Thursday, 2 August 2012

Difference between Informatica and Datastage

Both Datastage and Informatica are powerful ETL tools . Both tools do almost exactly the same thing in almost exactly the same way. Performance, maintainability, learning curve are all similar and comparable. Below are the few things which I would like highlight regarding both these tools.

Multiple Partitions
Informatica offers partitioning as dynamic partitioning which defaults a workflow not at every Stage/Object level in a mapping/job. Informatica offers other partitioning choices as well at the workflow level.
DataStage's pipeline partitioning uses multiple partitions, processed and then re-collected with DataStage. DataStage lets control a job design based on the logic of the processing instead of defaulting the whole pipeline flow to one partition type.  DataStage offers 7 different types of multi-processing partitions.

User Interface
Informatica offers access to the development and monitoring effort through its 4 GUIs - offered as Informatica PowerDesigner, Repository Manager, Worflow Designer, Workflow Manager.  

DataStage caters to development and monitoring its jobs through 3 GUIs - IBM DataStage Designer(for development), Job Sequence Designer(workflow design) and Director(for monitoring).

Version Control
Informatica offers instant version control through its repository server managed with “Repository Manager” GUI console. A mapping with work-in-progress cannot be opened until saved and checked back into the repository. Version control is done by using checkin and check out.
Version Control was offered as a component until version Ascential DataStage7.5.x. Ascential was acquired by IBM and when DataStage was integrated into IBM Information Server with DataStage at version 8.0.1, the support of version control as a component was discontinued.

Repository based flow
Informatica, offers a step-by-step effort of creating a data integration solution. Each object created while mapping a source with a target gets saved into the repository project folder categorized by - Sources, Targets, Transformations, Mappings, Mapplets, User-defined functions, Business Components, Cubes and Dimensions. Each object created can be shared, dropped into a mapping across cross-functional development teams. Thus increasing re-usability. Projects are folder based and inter-viewable. 

DataStage offers a project based integration solution, projects are not interviewable. Every project needs a role based access. The step-by-step effort in mapping a source to a target lineages into a job. For sharing objects within a job, separate objects need to be created called containers that are local/shared.

Data Encryption
Informatica has an offering within PowerCenter Designer as a separate transformation called “Data Masking Transformation”.
Data Masking or encryption needs to be done before reaching DataStage Server.

Variety of Transformations
Informatica offers about 30 general transformations for processing incoming data. 
Datastage offers about 40 data transforming stages/objects. Datastage is more powerful transformation engine by using functions (Oconv and IConv) and routines. We can do almost any transformation.

Dataset content:
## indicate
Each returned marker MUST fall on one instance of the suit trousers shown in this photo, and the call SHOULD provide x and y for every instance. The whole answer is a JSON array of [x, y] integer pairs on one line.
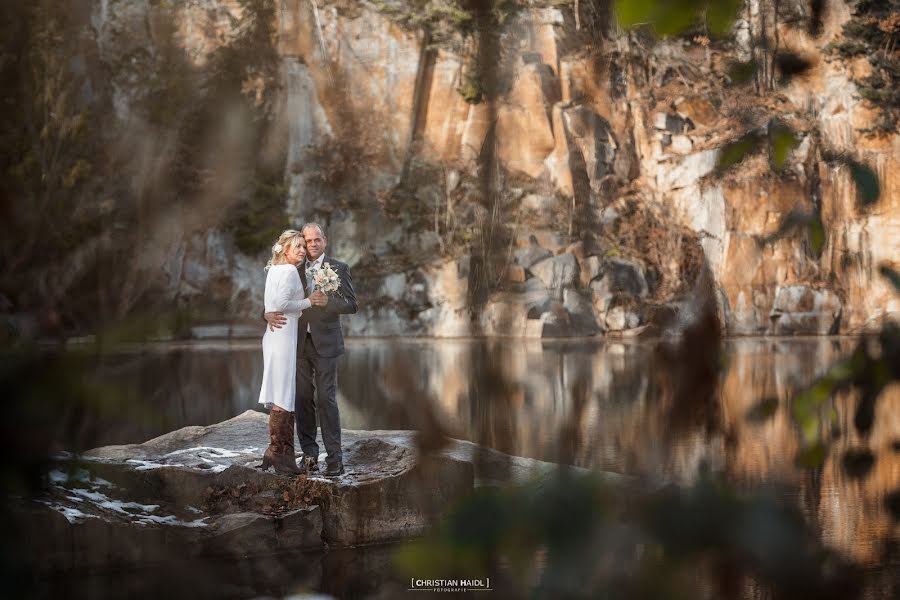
[[317, 396]]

Tasks to carry out:
1. Decide whether each statement agrees with the Informatica and DataStage comparison. For each one, answer yes or no and quote the words of the comparison that settle it.
(a) DataStage offers seven types of multi-processing partitions.
(b) Informatica provides its development and monitoring through three GUIs.
(c) Support for version control as a component continued in DataStage 8.0.1.
2. Use the Informatica and DataStage comparison to answer these questions.
(a) About how many general transformations does Informatica offer?
(b) Which DataStage GUI is used for monitoring?
(c) What is the transformation in PowerCenter Designer for data masking called?
Nothing in the data is needed here.

Answers below:
1.
(a) Yes: "DataStage offers 7 different types of multi-processing partitions."
(b) No: "through its 4 GUIs"
(c) No: "the support of version control as a component was discontinued."

2.
(a) About 30.
(b) Director.
(c) Data Masking Transformation.